**Collected data**

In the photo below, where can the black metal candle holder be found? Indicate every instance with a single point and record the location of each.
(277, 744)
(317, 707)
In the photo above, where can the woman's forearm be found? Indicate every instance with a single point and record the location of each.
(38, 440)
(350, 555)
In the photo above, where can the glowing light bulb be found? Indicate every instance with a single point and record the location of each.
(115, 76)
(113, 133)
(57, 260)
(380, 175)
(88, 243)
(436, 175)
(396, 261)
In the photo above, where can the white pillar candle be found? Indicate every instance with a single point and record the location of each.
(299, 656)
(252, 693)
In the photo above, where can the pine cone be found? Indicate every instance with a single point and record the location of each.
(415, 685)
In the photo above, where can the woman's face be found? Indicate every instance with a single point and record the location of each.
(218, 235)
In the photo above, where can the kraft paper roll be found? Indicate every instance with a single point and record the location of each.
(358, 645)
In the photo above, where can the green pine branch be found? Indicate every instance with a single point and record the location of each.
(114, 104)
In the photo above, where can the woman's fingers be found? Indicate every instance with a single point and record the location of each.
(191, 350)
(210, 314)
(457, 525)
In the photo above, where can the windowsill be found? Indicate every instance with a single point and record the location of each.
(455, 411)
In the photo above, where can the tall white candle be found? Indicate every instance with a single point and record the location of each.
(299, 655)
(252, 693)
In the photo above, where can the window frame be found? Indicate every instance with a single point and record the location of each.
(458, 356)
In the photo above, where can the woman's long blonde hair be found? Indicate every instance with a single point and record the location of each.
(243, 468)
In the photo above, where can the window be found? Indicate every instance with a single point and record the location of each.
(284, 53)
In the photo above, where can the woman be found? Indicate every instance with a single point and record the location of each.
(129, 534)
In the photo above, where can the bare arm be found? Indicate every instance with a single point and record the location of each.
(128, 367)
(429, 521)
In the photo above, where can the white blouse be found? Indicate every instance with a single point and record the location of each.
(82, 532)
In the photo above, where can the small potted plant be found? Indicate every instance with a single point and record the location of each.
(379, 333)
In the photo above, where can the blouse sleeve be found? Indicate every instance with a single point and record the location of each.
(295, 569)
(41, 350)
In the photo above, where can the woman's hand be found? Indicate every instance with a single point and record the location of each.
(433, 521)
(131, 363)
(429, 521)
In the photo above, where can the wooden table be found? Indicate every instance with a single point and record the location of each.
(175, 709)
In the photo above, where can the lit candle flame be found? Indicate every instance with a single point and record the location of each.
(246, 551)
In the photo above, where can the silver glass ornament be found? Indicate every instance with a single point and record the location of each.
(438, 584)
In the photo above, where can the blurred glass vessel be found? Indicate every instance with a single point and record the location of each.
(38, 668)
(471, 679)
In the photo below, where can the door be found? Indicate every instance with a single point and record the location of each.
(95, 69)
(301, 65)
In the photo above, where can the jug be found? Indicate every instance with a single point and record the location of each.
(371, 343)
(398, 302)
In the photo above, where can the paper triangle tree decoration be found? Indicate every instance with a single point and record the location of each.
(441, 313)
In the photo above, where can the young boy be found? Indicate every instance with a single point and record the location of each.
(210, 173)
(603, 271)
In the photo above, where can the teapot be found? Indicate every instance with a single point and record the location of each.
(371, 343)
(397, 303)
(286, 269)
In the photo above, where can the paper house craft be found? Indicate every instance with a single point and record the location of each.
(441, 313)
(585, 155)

**Exercise goal**
Write out the full set of records exactly as given.

**Correct result**
In the photo below, where can the black metal candle holder be found? Indicate every instance with a single point and record the location of each.
(277, 744)
(317, 707)
In the photo above, where can the woman's forearm be found? Indicate every instance with a single point and record the location of each.
(38, 440)
(350, 555)
In the photo above, where can the glowing light bulb be found? Indicate every instance with a single point and record the location of each.
(115, 76)
(113, 133)
(57, 260)
(380, 175)
(88, 243)
(436, 175)
(396, 261)
In the photo above, where can the white pillar candle be found? Indicate every instance with a single point and record the location of each.
(299, 656)
(252, 693)
In the photo above, where can the pine cone be found? Indicate every instance with a single point and record the location of each.
(415, 685)
In the photo above, where can the woman's face be found? Indicate every instance with a single point and record the location of each.
(218, 235)
In the photo above, where can the kraft paper roll be found? Indicate every instance with a single point and record the location of each.
(358, 645)
In the photo above, where can the green pine branch be found? Indicate every instance with a single point and record the location of each.
(114, 104)
In the photo above, where can the woman's fingers be found? Indicate every instance with a single point and record the location of each.
(191, 350)
(210, 314)
(457, 525)
In the photo above, where can the windowsill be found? Indicate every instance with a single point and record the location of each.
(455, 411)
In the photo above, where can the tall white candle be found? Indicate every instance with a single point and record the location of each.
(299, 655)
(252, 693)
In the photo above, where can the window frame be found? Indicate every instance with a single point and record the location of each.
(458, 356)
In the photo above, where can the woman's long blonde hair be found? Indicate every instance with a single point and record the location of each.
(243, 468)
In the photo above, where can the window be found? Indicate every instance with a single point and record the location of each.
(284, 53)
In the photo above, where can the woman be found? Indicate every instance with a single point and record the location of each.
(129, 534)
In the photo above, where can the bare arm be found? Indicate every instance with a single point and record the location of each.
(128, 367)
(429, 521)
In the photo above, where can the white blouse be found? Indicate every instance with a single point and record the location of each.
(82, 532)
In the photo above, where can the small potted plant be found? Indicate every instance with a single point and record the location of each.
(379, 333)
In the photo above, where can the blouse sleeve be found? Indicate every instance with a single point and record the location of each.
(295, 569)
(41, 350)
In the photo above, where can the woman's hand be found? Indicate every instance with a single point and record the location of each.
(433, 521)
(131, 363)
(429, 521)
In the photo above, where can the wooden table be found? Indicate every instance with a single point and record the location of each.
(175, 709)
In the photo above, where can the lit candle flame be found? Indicate every instance with a single point and record the location of each.
(246, 551)
In the photo above, where can the silver glass ornament be found? Indicate every instance with a single point and record the location of each.
(438, 584)
In the photo above, where can the blurred glass vessel be found? Indicate every instance with a single point and record the location of each.
(38, 668)
(471, 679)
In the photo below, where can the door be found? Indicate every instance with a single point and record the location of each.
(95, 69)
(301, 65)
In the photo above, where can the jug be found? Indicate every instance with a single point and record the location of each.
(371, 343)
(398, 302)
In the photo above, where can the paper triangle tree decoration be found? Indicate every instance with a single point and record the location of each.
(441, 313)
In the photo above, where can the young boy be found? Indicate every instance with a single point and record the location of each.
(210, 173)
(603, 271)
In the photo above, where can the teapot be found? Indicate every instance with a single point and record the location of each.
(371, 343)
(397, 303)
(286, 269)
In the photo above, where can the paper house craft be found? Indicate every instance with a single point and record the location of each.
(441, 313)
(585, 155)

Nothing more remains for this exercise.